(ФРАГМЕНТ СТРАНИЦЫ)
==========

Формально тому же жанру принадлежит и спектакль режиссера Дидье Руиса «Я думаю о вас», который показал фестиваль «Новый европейский театр». Но дистанция между двумя постановками огромная. Иранец Амир Реза Кухестани с актерами-соотечественниками показывает, по сути и по форме, «немецкий спектакль». Француз Дидье Руис с российскими участниками — спектакль совершенно русский. В нем нет документальных записей, распечатанных и литературно-обработанных профессионалами, а затем выученных артистами. Нет, модных в Европе, криминальных сюжетов и экзотических маргинальных персонажей. Нет современных технологий и профессиональных актеров. Дидье Руис «по знакомству» набрал в Москве группу пожилых людей. Почти месяц они рассказывали режиссеру собственную жизнь. Он выбрал общие для всех темы, фрагменты воспоминаний и скомпоновал их по каким-то общим признакам. Черно-белые фотографии в начале и финале спектакля. Немного тихой музыки для ритма. Десять стульев для восьми женщин и двух мужчин. Вот и весь антураж.


Действующие лица по очереди выходят на авансцену, потом, когда заканчивается их монолог, садятся обратно, уступают место следующему оратору. «С чего начинается Родина? С той песни, что пела нам мать». И люди поют — колыбельные, народные песни.


Родина начинается с колыбельных и продолжается детством, выходит, что главное в нем — запах. Странно, что профессиональный театр к чувственной памяти почти никогда не апеллирует. Исключение тут — великий Некрошюс. Макбетт в его спектакле стаскивает зубами шерстяные варежки, и всем знакомо это ощущение, так делали и вы, когда были маленькими. Офелия просит Лаэрта подуть на обожженный палец, и вы помните, как проходит при этом боль. Гретхен нюхает носовой платок Фауста — ваши ноздри вздрагивают, потому что и вы помните запах того, кого любили. Это все так важно для жизни, а на сцене встречается очень редко. Так вот, в спектакле Руиса женщины вспоминают запах маминых духов и морозного воздуха, мужчины — машин и бензина.

==========

(ИСХОДНЫЕ ЗАПИСИ)
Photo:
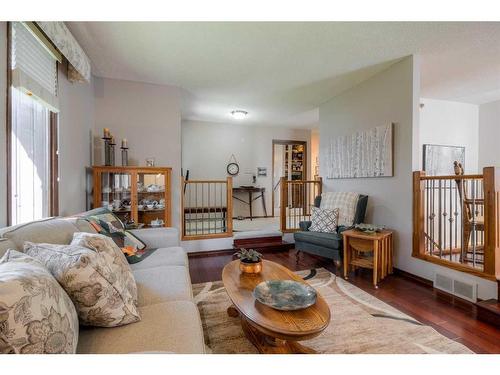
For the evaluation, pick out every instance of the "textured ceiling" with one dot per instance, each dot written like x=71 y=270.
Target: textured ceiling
x=281 y=72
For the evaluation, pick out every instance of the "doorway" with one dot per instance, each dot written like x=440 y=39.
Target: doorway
x=289 y=161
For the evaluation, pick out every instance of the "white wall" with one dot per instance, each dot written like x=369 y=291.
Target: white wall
x=386 y=97
x=452 y=124
x=207 y=147
x=489 y=134
x=3 y=118
x=76 y=120
x=314 y=151
x=149 y=117
x=390 y=96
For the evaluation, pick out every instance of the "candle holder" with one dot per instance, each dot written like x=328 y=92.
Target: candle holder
x=107 y=151
x=112 y=145
x=124 y=156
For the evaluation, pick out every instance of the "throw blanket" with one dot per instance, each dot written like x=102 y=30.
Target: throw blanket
x=346 y=202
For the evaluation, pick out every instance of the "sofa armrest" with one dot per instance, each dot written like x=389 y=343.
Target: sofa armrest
x=156 y=238
x=343 y=228
x=304 y=225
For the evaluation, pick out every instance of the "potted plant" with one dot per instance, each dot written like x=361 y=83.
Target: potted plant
x=250 y=260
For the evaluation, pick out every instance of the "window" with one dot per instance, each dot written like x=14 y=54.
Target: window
x=32 y=127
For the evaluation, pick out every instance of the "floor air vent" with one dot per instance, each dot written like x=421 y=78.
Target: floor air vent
x=459 y=288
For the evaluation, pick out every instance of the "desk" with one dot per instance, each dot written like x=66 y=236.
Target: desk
x=250 y=190
x=357 y=244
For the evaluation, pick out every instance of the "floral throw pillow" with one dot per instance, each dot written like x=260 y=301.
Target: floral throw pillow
x=113 y=255
x=98 y=293
x=107 y=223
x=36 y=314
x=324 y=220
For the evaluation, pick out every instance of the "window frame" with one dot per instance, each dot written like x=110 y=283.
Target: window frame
x=53 y=143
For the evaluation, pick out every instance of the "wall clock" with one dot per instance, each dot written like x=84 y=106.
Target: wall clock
x=233 y=169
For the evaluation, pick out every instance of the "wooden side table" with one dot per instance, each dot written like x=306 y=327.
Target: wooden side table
x=356 y=246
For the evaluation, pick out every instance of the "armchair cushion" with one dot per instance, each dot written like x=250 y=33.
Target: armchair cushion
x=324 y=220
x=304 y=225
x=329 y=240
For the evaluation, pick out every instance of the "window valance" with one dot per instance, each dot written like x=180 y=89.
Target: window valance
x=59 y=34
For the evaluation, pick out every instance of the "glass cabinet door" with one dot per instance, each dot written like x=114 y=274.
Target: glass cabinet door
x=151 y=199
x=116 y=194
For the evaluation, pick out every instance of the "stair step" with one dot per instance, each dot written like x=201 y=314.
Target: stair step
x=271 y=243
x=489 y=311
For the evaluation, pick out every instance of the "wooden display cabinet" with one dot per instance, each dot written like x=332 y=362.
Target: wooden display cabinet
x=135 y=194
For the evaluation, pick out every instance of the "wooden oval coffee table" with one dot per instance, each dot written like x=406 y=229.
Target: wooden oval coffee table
x=270 y=330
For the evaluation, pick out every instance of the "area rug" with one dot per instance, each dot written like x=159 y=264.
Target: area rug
x=360 y=322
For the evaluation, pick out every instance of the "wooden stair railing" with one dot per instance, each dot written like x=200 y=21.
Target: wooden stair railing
x=207 y=209
x=296 y=200
x=456 y=221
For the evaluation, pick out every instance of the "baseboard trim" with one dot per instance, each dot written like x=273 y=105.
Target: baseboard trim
x=409 y=275
x=210 y=253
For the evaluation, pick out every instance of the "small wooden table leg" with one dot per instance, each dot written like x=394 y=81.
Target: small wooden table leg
x=346 y=256
x=375 y=263
x=264 y=203
x=250 y=204
x=233 y=312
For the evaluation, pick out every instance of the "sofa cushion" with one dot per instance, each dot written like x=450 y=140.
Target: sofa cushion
x=5 y=245
x=331 y=240
x=53 y=230
x=100 y=294
x=346 y=202
x=165 y=327
x=170 y=256
x=163 y=284
x=112 y=254
x=324 y=220
x=106 y=222
x=156 y=238
x=36 y=314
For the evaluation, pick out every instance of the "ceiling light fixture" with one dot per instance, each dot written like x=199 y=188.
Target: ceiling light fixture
x=239 y=114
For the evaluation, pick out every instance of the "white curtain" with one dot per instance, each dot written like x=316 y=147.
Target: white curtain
x=30 y=150
x=34 y=69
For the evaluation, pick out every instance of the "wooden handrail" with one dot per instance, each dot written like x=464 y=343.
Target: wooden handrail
x=296 y=199
x=440 y=205
x=204 y=208
x=454 y=177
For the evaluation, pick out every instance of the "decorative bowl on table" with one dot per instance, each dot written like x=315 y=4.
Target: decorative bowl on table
x=286 y=295
x=369 y=228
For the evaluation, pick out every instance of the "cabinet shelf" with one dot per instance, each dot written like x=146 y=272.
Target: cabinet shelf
x=129 y=181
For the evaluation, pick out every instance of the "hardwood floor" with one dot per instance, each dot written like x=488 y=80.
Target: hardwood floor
x=451 y=316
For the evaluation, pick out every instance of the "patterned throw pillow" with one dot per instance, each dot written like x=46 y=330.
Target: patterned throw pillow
x=324 y=220
x=107 y=223
x=36 y=314
x=345 y=201
x=113 y=256
x=99 y=294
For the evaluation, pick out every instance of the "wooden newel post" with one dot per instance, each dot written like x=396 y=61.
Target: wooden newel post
x=491 y=185
x=283 y=203
x=418 y=214
x=229 y=200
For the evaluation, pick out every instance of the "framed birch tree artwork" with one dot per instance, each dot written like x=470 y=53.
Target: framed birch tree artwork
x=367 y=153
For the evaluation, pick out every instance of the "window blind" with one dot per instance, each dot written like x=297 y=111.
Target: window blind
x=34 y=69
x=30 y=159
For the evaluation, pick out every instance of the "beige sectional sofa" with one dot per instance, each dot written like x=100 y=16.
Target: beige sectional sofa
x=170 y=321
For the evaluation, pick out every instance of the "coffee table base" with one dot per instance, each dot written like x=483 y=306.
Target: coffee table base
x=270 y=345
x=266 y=344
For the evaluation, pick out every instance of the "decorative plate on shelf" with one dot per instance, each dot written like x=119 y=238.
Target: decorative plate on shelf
x=369 y=228
x=285 y=295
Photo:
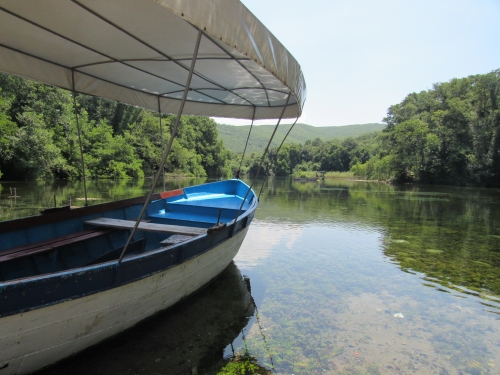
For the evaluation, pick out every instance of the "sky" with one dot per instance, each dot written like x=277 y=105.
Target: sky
x=359 y=57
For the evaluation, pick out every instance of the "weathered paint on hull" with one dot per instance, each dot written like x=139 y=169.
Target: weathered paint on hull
x=69 y=327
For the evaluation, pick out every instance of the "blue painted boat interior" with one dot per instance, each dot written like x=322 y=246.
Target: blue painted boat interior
x=198 y=206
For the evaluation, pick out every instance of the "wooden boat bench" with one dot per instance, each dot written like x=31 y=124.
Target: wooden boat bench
x=151 y=227
x=52 y=244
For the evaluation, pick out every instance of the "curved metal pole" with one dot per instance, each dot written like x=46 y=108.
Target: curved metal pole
x=169 y=146
x=79 y=138
x=242 y=156
x=261 y=161
x=161 y=142
x=276 y=156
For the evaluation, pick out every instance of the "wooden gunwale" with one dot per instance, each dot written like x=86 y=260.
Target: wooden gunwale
x=13 y=225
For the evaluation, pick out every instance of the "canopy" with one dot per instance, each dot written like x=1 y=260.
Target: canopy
x=139 y=52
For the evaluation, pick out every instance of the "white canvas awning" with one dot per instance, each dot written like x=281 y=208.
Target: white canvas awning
x=136 y=51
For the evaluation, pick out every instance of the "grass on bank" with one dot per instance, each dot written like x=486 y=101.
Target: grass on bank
x=332 y=174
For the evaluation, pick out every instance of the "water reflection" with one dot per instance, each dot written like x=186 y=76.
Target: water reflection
x=189 y=337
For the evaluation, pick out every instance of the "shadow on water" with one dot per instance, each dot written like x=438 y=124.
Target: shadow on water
x=186 y=339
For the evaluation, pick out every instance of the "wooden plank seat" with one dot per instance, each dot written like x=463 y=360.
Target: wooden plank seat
x=53 y=243
x=151 y=227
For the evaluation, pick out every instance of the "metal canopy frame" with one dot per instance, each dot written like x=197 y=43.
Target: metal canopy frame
x=181 y=63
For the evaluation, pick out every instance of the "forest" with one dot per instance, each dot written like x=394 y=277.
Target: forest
x=449 y=134
x=39 y=137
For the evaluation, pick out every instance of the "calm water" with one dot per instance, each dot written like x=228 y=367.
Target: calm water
x=346 y=278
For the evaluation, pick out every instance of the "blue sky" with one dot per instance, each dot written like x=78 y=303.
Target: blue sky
x=361 y=56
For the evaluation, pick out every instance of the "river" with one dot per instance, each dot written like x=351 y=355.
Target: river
x=346 y=278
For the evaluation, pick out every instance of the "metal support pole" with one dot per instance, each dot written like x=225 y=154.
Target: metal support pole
x=261 y=161
x=169 y=146
x=246 y=144
x=79 y=138
x=276 y=156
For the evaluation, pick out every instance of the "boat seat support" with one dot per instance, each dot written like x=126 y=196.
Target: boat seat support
x=52 y=244
x=150 y=227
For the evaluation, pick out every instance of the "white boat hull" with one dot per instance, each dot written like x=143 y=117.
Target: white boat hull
x=32 y=340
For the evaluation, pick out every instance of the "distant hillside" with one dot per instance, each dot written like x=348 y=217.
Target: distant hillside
x=234 y=137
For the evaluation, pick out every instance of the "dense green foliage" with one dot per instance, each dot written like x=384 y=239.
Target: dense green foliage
x=447 y=135
x=233 y=135
x=316 y=155
x=39 y=137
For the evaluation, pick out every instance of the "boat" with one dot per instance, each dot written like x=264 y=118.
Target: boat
x=70 y=278
x=227 y=307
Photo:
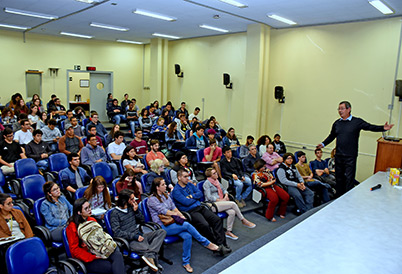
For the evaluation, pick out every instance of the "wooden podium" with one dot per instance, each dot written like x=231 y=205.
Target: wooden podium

==========

(СПИСОК ЗАДАНИЙ)
A. Переведите на английский язык предложение из рецензии на спектакль «Я думаю о вас»: «Десять стульев для восьми женщин и двух мужчин».
B. Перепишите отрывок рецензии на спектакль «Я думаю о вас» между словами «Действующие лица по» и «колыбельные, народные песни.» включительно, заменив «авансцену» на «сцену».
C. Сколько времени участники спектакля «Я думаю о вас» рассказывали режиссеру собственную жизнь?
Записи здесь никакой роли не играют.

(ОТВЕТЫ ПО ЗАДАНИЯМ)
A. Ten chairs for eight women and two men.

B.
Действующие лица по очереди выходят на сцену, потом, когда заканчивается их монолог, садятся обратно, уступают место следующему оратору. «С чего начинается Родина? С той песни, что пела нам мать». И люди поют — колыбельные, народные песни.

C. Почти месяц.